▸ Try it:
Transcribe the part of the Idlib displacement report starting with "Save the Children partners" and going on through "center of conflict.".

BEGIN Page text

Syria Experiencing Worst Surge of Displacement Since Start of Conflict Seven Years Ago

ICC Note:

According to Save the Children, the escalation of fighting in Syria’s Idlib province has led to the largest displacement movements of the country’s seven year conflict, with over 7,000 people being displaced every day. Idlib was considered a de-escalation zone, and many of the IDPs who are in this area had fled here due to fighting elsewhere in the country. This includes internally displaced Christians and Muslim Background Believers. Idlib was one the last “safe” havens for Syrian IDPs, but the current fighting has left them with nowhere else to flee in the country.  


01/18/2018 Syria (Save the Children) – The escalation in fighting in southern Idlib has created one of the worst surges in displacement seen in Syria since the start of the conflict, Save the Children is warning.

In the last few weeks, the fighting has forced around 200,000 people – some 54 percent of them children – to flee north as bombing and shelling has shut hundreds of schools and leveled homes and hospitals. Many are sheltering in the open in freezing temperatures or in abandoned buildings. With fighting closing in on all sides, many are trapped with nowhere left to flee.

The grave situation is one of the largest movements of the almost seven-year conflict, with more than 7,000 people on average being displaced every day and four times more people being displaced than during the last phases of the Aleppo offensive.

Save the Children partners are expecting tens of thousands more people to be forced north in the coming weeks with fighting likely to push deeper into Idlib. Civilian infrastructure continues to come under attack, with reports of seven schools and 12 health facilities hit by bombing or shelling in recent weeks. More than 500 schools – more than a third of all schools in Idlib – have had to close, including several supported by Save the Children.

The mass movement is putting huge strain on already overstretched services. Idlib is already sheltering more than one million displaced people who have sought refuge or been moved there from other parts of Syria. Many fled there following the fight for Aleppo or other parts of Syria, while others have recently returned from neighboring Lebanon or Turkey but are now finding themselves back in the center of conflict.

Long seen as an opposition stronghold, Idlib was declared a de-escalation zone last May in an agreement signed between the Syrian government, Iran, Turkey and Russia. However, fighting quickly escalated again and has now worsened further.

END Page text
BEGIN Provided material

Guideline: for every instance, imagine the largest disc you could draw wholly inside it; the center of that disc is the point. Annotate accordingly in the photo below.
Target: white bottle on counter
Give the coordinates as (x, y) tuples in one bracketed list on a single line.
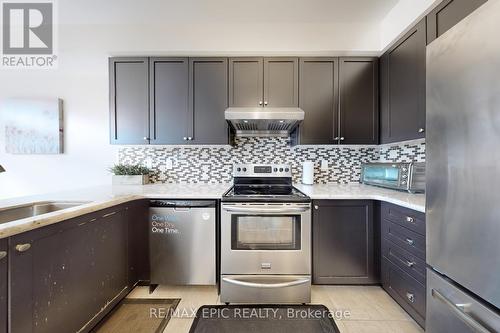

END Provided material

▸ Exercise output:
Save the Children partners are expecting tens of thousands more people to be forced north in the coming weeks with fighting likely to push deeper into Idlib. Civilian infrastructure continues to come under attack, with reports of seven schools and 12 health facilities hit by bombing or shelling in recent weeks. More than 500 schools – more than a third of all schools in Idlib – have had to close, including several supported by Save the Children.

The mass movement is putting huge strain on already overstretched services. Idlib is already sheltering more than one million displaced people who have sought refuge or been moved there from other parts of Syria. Many fled there following the fight for Aleppo or other parts of Syria, while others have recently returned from neighboring Lebanon or Turkey but are now finding themselves back in the center of conflict.